** BEGIN Listed entries **

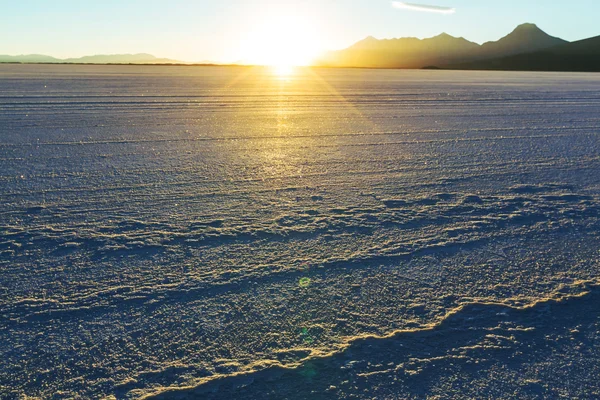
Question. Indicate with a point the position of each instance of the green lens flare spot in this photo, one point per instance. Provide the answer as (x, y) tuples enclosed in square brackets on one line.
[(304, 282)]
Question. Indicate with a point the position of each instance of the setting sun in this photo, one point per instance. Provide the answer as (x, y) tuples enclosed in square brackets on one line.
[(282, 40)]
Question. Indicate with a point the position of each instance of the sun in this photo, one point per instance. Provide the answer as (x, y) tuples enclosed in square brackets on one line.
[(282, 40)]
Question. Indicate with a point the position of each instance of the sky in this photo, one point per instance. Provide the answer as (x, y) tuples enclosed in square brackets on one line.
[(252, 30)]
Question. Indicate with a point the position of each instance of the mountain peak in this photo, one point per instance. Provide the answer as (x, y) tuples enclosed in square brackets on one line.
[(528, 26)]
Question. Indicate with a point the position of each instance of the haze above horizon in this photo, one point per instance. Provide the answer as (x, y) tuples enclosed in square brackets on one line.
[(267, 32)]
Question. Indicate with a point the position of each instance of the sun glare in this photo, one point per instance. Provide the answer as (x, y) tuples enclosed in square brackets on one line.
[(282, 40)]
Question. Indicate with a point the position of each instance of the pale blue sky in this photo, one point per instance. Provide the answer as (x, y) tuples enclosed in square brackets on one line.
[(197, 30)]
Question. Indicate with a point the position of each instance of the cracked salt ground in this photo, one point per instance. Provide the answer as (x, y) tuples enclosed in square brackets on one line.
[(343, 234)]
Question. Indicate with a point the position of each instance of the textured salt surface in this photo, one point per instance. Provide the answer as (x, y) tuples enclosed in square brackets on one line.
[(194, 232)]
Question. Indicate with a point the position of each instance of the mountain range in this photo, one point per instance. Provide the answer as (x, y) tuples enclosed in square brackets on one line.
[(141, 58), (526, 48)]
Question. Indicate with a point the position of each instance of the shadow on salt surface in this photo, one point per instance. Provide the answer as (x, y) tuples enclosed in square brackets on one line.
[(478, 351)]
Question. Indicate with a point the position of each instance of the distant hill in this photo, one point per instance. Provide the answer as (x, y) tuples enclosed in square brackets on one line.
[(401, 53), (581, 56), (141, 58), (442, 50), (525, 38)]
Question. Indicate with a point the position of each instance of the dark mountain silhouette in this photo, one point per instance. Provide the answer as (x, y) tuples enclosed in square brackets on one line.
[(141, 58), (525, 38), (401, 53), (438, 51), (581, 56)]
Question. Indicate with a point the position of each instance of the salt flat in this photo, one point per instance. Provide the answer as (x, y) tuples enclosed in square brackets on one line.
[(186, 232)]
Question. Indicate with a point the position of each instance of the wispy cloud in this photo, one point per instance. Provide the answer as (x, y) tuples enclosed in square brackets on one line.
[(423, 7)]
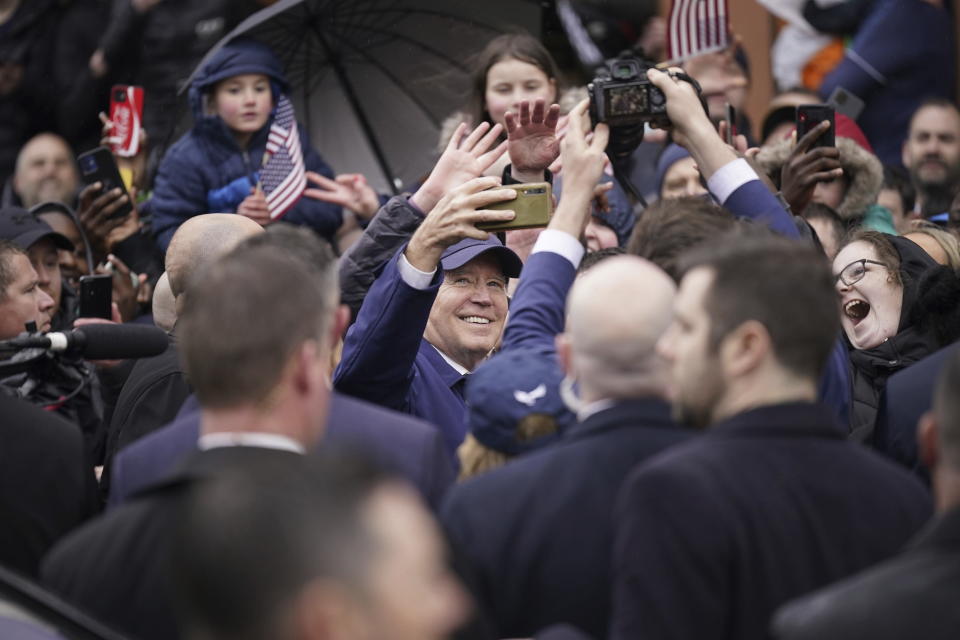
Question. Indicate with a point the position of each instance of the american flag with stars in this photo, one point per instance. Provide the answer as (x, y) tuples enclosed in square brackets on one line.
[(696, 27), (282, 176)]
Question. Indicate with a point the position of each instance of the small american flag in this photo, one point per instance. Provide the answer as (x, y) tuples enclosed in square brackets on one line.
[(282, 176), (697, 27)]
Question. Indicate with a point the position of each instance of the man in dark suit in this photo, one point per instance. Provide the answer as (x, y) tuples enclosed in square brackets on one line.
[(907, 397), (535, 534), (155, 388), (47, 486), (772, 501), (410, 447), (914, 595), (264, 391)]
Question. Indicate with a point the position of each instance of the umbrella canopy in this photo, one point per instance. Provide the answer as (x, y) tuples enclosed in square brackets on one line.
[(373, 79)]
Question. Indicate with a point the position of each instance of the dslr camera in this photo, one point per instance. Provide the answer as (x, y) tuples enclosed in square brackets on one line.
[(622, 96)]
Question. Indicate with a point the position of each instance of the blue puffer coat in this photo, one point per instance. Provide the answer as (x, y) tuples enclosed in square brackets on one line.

** END Listed entries **

> What you are asked to do
Starting at the line containing "the mountain range" and ending at the line containing "[(478, 351)]", rewrite those lines of the listing with "shadow" swapped for "shade" and everything else left the same.

> Written response
Question. Indicate with a point the position of each instance of the mountain range in this photo, one point per instance. Provide the answer as (x, y) tuples enclosed in square brackets on one line.
[(141, 58), (526, 48)]
Question. Indicate with a point the position of each instance of the shade on salt surface in this photo, one point per instance. Provide the answer as (x, y) tuples enclosed in square brackets on one line.
[(478, 351)]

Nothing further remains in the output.